(Excerpts from point annotation records)

>> Start

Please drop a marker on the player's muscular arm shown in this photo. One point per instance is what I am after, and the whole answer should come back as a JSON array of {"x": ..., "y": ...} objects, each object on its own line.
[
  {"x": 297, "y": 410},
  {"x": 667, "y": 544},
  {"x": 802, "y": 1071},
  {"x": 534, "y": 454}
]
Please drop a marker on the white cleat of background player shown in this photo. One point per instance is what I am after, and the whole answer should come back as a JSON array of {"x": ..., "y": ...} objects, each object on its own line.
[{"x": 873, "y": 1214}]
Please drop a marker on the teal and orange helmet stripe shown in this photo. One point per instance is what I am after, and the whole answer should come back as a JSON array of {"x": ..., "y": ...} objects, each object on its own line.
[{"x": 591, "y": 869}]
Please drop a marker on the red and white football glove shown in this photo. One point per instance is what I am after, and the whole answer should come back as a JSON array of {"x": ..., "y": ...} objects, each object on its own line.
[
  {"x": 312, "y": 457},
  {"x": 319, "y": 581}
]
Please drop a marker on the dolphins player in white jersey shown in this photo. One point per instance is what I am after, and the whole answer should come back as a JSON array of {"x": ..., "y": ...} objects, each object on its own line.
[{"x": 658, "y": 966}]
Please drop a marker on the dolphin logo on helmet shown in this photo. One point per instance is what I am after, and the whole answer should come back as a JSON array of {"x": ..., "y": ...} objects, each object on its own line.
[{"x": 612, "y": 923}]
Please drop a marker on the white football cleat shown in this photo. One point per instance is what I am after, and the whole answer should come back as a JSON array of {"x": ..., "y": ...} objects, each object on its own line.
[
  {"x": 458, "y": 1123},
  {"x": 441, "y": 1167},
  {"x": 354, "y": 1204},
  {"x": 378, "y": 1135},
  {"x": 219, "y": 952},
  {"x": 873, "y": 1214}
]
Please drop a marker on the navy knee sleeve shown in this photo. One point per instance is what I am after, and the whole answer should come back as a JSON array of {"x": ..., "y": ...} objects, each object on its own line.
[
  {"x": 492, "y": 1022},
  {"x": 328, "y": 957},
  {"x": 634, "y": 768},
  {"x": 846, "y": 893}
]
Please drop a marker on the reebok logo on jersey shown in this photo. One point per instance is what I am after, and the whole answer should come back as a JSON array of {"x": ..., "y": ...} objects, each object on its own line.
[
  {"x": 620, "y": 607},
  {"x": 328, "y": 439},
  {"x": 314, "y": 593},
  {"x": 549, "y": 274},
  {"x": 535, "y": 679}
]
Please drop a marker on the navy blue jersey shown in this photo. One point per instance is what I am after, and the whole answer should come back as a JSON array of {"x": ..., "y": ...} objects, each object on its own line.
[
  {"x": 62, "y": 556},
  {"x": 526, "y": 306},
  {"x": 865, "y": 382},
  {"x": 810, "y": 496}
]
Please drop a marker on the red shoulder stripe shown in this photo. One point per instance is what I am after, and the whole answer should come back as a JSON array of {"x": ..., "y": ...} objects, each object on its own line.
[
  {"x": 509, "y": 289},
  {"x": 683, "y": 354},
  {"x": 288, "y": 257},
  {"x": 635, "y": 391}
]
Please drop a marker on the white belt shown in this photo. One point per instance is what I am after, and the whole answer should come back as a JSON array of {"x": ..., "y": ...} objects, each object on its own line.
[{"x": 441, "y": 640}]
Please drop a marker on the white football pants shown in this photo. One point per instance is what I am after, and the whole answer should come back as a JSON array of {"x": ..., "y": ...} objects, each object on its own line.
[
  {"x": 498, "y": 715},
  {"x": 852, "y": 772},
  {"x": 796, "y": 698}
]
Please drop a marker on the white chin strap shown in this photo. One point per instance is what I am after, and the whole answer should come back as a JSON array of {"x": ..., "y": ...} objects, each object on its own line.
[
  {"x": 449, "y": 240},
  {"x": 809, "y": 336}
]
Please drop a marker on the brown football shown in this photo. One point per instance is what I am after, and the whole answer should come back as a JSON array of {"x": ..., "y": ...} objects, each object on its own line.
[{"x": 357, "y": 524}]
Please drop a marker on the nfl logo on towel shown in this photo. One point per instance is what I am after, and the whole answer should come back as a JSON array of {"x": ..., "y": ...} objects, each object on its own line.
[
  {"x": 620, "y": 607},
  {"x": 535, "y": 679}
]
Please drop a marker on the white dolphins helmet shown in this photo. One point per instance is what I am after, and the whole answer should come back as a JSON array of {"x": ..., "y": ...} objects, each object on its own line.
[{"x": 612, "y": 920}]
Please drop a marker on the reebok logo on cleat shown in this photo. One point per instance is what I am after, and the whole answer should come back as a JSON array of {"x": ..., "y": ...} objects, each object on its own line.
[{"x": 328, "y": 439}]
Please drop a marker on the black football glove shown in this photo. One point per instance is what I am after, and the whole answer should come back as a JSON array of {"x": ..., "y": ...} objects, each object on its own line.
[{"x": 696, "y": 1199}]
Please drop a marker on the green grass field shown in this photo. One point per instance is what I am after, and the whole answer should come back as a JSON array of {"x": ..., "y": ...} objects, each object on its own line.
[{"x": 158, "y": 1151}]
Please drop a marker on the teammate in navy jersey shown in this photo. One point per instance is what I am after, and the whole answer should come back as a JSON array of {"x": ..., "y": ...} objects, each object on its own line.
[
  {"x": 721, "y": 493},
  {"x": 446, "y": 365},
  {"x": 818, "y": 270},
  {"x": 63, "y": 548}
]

>> End

• Written problem
Please echo the records above back line for line, with nothing changed.

• Task answer
Please drop a marker on the player's muscular arm shown in this photo. One point per instance is what I am after, and the whole answer should come back as a JSON array of {"x": ..., "y": ...} objects, each object on its own line.
[
  {"x": 297, "y": 410},
  {"x": 667, "y": 544},
  {"x": 802, "y": 1071},
  {"x": 534, "y": 454}
]
Please drop a marker on the white cleat of background player shown in this photo. One point per instance is what I am after, and the whole answer should come back as a JSON array of {"x": ..., "y": ...} objects, each object on its own line.
[{"x": 873, "y": 1214}]
Please drop a marker on the teal and orange helmet stripe shown in this photo. One point per instance is what I am after, and the whole answer should come back as a JSON array of {"x": ..., "y": ...} objects, each object on its own line.
[{"x": 591, "y": 869}]
Please drop a marker on the red and white football glove shown in this photo. One point per instance is what I am after, and the whole answer should come back as a JSON array of {"x": ..., "y": ...} objects, each object on its own line.
[
  {"x": 312, "y": 457},
  {"x": 319, "y": 581}
]
Please drop a marker on the dolphins player in white jersey shown in this photo. One point per instance is what I am after, and the whole answer should come back as a JSON array of {"x": ..., "y": ...} objects, each object on its own line.
[{"x": 658, "y": 966}]
Please drop a marker on the dolphin logo on helmet shown in this photo. One point per instance is what I am after, and the whole answer should come back as a JSON array of {"x": ..., "y": ...} objects, each object on its own line.
[{"x": 612, "y": 923}]
Please drop a marker on the white football cleat shown in this photo. One point per instance is what I am after, and the whole answer should come back as a JSON array of {"x": ..., "y": ...} objects, each object on its own line.
[
  {"x": 458, "y": 1123},
  {"x": 441, "y": 1167},
  {"x": 354, "y": 1204},
  {"x": 378, "y": 1135},
  {"x": 219, "y": 952},
  {"x": 873, "y": 1214}
]
Please drop a marker on the navy knee sleeve shown in this photo. One point per instance is what I am after, and the whole answer should come back as a JSON array of {"x": ..., "y": ...} objects, each object on its own line.
[
  {"x": 492, "y": 1022},
  {"x": 328, "y": 957},
  {"x": 634, "y": 768},
  {"x": 846, "y": 893}
]
Please drop a marker on the reebok logo on jersey shown in this photo. One point per instance is what I am after, and the whole answer should come back as a JSON array of {"x": ..., "y": ...} objects, each object on its own line.
[
  {"x": 620, "y": 607},
  {"x": 328, "y": 439},
  {"x": 314, "y": 593},
  {"x": 549, "y": 274},
  {"x": 535, "y": 679}
]
Please drop a marker on the navy blue jersey shown in this photo. One point per instance is what I am after, and the whole answer should come back as a JSON array of {"x": ..., "y": ...} objects, each object on its own line.
[
  {"x": 62, "y": 556},
  {"x": 526, "y": 306},
  {"x": 865, "y": 382},
  {"x": 810, "y": 496}
]
Please drop a marker on the red shoulder stripe shown in this photo. One point per instance is what I am after, and the whole answer should come back as a JSON array of {"x": ..., "y": ...} objects, each object on its own line.
[
  {"x": 509, "y": 289},
  {"x": 683, "y": 354},
  {"x": 288, "y": 257},
  {"x": 635, "y": 391}
]
Please drop a marker on the white belt shown in this photo. One point per instance is what I am after, and the whole answer should come back as a JSON array of {"x": ..., "y": ...} objects, each object on its own line.
[{"x": 441, "y": 640}]
Please drop a marker on the white football pants shown in this photo. One point per instance is what I am after, and the whole answer should come back as a JSON array of {"x": ..., "y": ...} objects, each object on its own line.
[
  {"x": 498, "y": 715},
  {"x": 852, "y": 772},
  {"x": 796, "y": 698}
]
Please drop a marker on the white chin strap shown in this photo. One point per instance is what I am after, and the whole answer should come back as a JSON array of {"x": ..., "y": ...} objects, each object on its own line.
[
  {"x": 449, "y": 240},
  {"x": 809, "y": 336}
]
Please drop a marker on the brown football shown in this photo. One point per instance is what I am after, and the whole answer should come back as a JSON array of {"x": ..., "y": ...} objects, each object on its own line.
[{"x": 357, "y": 524}]
Please drop a marker on the nfl logo on towel shown in this photo. One point per instance is what I am after, and the whole answer should come back as a JSON array of {"x": ..., "y": ...} objects, each object on its own line.
[
  {"x": 620, "y": 607},
  {"x": 535, "y": 679}
]
Please drop a marker on the white dolphins helmet shown in this photo. One point per instance is what I am after, and the whole answer should come back as a JSON array of {"x": ..., "y": ...} objects, each object on its own line.
[{"x": 612, "y": 920}]
Please drop a marker on the reebok logo on cleat shown in this photo. One point per instance is what I am after, and the whole answer should come back as a JSON array of {"x": ..., "y": ...} objects, each object on its own line.
[{"x": 328, "y": 439}]
Please drop a marker on the black football glove shown in this photo. One point per instance is what I am after, and the whole answer should come back as a JSON array of {"x": ..., "y": ...} objects, each object on its own line.
[{"x": 696, "y": 1199}]
Please drop a marker on the green grass field shown in this photo. One point per instance is what I am after, and the whole answer should come back as a JSON array of {"x": ..., "y": ...} objects, each object on its own line.
[{"x": 158, "y": 1151}]
Please drop a marker on the teammate in navy jersey shown in this photo. One point per instance is what I am after, and the whole answer should come back as a JSON array of {"x": ..., "y": ...} objects, each object on its own line.
[
  {"x": 721, "y": 493},
  {"x": 446, "y": 365},
  {"x": 818, "y": 270},
  {"x": 63, "y": 548}
]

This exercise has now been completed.